■ **Exercise brief**:
Please collect every line in the records below that contains the word "bridge". Case counts, so match capitalization exactly.

__________

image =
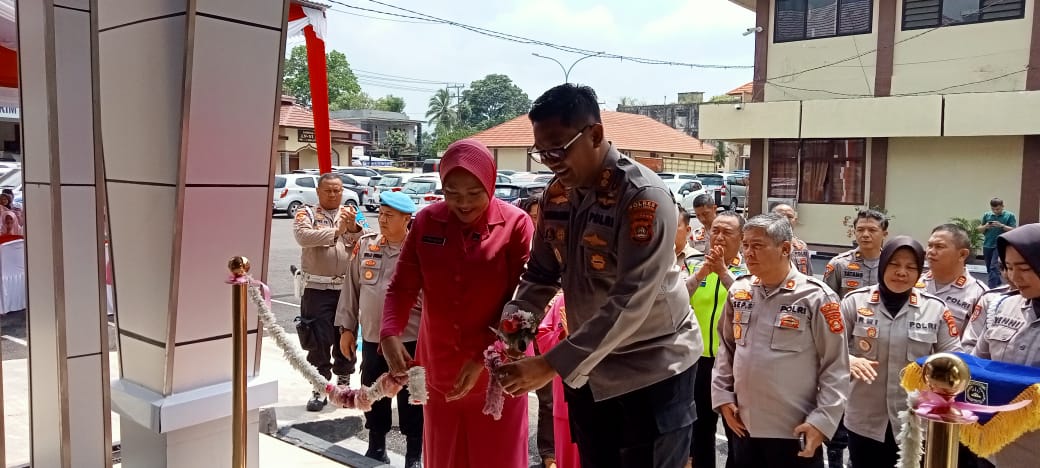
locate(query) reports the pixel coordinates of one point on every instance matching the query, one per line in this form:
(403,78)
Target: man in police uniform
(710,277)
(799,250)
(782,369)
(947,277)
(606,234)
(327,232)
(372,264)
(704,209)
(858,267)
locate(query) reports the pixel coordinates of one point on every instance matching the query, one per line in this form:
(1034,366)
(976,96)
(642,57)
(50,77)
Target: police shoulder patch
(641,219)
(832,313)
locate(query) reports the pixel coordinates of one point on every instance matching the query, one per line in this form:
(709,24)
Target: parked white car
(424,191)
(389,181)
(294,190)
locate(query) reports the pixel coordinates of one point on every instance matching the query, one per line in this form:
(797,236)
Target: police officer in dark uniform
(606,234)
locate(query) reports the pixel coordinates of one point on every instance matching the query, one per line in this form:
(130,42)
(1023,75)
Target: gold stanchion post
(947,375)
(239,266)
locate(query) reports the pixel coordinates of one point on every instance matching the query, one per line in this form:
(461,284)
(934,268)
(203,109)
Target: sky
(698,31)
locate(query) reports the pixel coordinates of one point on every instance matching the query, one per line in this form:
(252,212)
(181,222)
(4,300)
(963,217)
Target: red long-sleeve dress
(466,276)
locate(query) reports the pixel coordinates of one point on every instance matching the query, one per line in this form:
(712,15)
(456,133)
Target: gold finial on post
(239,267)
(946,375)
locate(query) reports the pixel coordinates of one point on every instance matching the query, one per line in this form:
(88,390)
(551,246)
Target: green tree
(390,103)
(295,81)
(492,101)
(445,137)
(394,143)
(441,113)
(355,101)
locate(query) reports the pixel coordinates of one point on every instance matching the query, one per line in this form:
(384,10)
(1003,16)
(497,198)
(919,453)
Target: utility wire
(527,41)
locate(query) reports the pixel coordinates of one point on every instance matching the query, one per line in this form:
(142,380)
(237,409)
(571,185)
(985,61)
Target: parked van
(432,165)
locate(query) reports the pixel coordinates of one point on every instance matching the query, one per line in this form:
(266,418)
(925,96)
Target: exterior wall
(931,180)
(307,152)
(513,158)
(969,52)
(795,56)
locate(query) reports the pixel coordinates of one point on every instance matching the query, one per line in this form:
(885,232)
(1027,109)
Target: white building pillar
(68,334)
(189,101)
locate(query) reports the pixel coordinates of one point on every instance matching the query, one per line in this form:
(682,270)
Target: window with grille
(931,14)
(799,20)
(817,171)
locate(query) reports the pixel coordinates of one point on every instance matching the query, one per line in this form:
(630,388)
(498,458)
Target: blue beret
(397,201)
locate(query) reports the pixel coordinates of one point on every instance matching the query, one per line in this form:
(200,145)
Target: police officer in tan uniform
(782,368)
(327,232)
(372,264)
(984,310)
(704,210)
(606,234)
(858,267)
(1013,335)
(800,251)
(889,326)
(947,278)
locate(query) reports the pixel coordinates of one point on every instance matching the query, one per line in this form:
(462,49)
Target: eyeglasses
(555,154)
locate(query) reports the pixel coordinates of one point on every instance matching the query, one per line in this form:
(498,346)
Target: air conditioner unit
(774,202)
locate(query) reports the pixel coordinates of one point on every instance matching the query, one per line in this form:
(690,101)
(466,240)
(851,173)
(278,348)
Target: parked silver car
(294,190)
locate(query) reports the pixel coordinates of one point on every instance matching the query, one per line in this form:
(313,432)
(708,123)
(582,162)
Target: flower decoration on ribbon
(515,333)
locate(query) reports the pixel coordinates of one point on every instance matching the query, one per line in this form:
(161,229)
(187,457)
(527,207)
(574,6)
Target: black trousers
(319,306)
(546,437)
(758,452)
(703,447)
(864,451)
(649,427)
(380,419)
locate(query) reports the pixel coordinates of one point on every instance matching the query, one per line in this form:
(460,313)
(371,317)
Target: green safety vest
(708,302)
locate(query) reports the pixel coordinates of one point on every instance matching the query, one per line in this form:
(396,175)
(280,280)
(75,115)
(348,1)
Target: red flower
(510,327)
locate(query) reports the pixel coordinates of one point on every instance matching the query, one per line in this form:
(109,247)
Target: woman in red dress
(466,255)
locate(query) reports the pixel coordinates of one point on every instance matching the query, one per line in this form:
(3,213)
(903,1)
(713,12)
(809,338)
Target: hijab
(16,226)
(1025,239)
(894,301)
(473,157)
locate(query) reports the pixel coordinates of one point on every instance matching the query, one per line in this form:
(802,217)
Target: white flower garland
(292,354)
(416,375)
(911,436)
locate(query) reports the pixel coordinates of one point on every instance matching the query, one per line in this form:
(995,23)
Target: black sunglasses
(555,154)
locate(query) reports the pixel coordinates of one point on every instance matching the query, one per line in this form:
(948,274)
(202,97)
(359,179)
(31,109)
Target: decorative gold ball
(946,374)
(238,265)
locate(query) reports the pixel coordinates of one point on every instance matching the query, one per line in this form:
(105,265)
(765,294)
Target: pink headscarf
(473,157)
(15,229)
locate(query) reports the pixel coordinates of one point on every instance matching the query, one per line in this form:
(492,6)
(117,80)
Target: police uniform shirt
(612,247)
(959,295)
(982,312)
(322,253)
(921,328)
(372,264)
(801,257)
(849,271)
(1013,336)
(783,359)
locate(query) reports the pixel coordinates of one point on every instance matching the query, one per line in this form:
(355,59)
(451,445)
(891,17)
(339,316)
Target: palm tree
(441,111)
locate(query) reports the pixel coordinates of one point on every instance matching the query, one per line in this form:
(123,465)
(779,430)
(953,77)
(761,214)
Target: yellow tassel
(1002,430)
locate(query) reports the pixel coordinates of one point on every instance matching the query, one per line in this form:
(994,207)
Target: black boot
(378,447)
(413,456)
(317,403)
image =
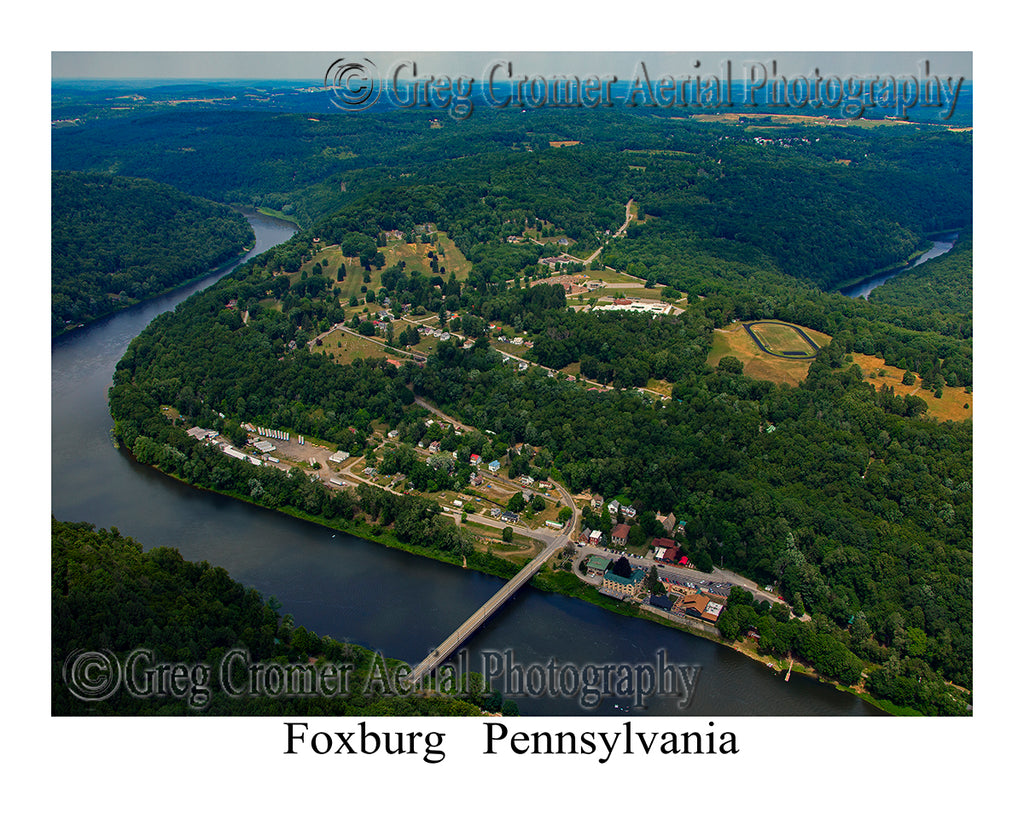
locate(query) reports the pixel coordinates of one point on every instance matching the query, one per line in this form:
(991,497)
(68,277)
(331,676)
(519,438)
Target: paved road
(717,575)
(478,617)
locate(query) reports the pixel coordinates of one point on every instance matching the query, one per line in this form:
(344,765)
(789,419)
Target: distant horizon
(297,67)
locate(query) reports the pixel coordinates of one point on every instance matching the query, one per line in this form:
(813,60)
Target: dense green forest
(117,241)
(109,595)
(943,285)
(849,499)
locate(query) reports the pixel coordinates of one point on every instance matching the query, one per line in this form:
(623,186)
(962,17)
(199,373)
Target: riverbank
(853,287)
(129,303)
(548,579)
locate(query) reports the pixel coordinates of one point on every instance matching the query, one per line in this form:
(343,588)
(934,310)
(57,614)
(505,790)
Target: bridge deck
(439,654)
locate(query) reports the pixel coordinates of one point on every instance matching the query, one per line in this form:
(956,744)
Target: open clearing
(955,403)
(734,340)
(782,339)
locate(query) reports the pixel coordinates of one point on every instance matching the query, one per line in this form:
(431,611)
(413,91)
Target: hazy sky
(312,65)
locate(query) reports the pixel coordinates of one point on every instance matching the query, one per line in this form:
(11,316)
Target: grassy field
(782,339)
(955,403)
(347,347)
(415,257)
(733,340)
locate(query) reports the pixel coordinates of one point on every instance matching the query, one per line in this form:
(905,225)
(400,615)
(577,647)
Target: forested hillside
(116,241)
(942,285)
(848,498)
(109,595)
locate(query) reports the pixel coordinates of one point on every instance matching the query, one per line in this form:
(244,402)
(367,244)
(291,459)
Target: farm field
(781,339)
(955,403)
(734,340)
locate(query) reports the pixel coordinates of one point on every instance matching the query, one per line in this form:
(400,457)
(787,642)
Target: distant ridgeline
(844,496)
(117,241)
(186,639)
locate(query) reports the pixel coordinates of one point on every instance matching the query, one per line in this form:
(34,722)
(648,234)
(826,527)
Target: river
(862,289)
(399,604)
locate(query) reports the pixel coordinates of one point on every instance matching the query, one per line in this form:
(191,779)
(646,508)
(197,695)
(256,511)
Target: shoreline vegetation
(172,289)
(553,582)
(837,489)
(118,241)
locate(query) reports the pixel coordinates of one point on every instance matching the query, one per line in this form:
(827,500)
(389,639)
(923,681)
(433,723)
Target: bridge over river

__________

■ **Written response**:
Target: bridge deck
Target: bridge over river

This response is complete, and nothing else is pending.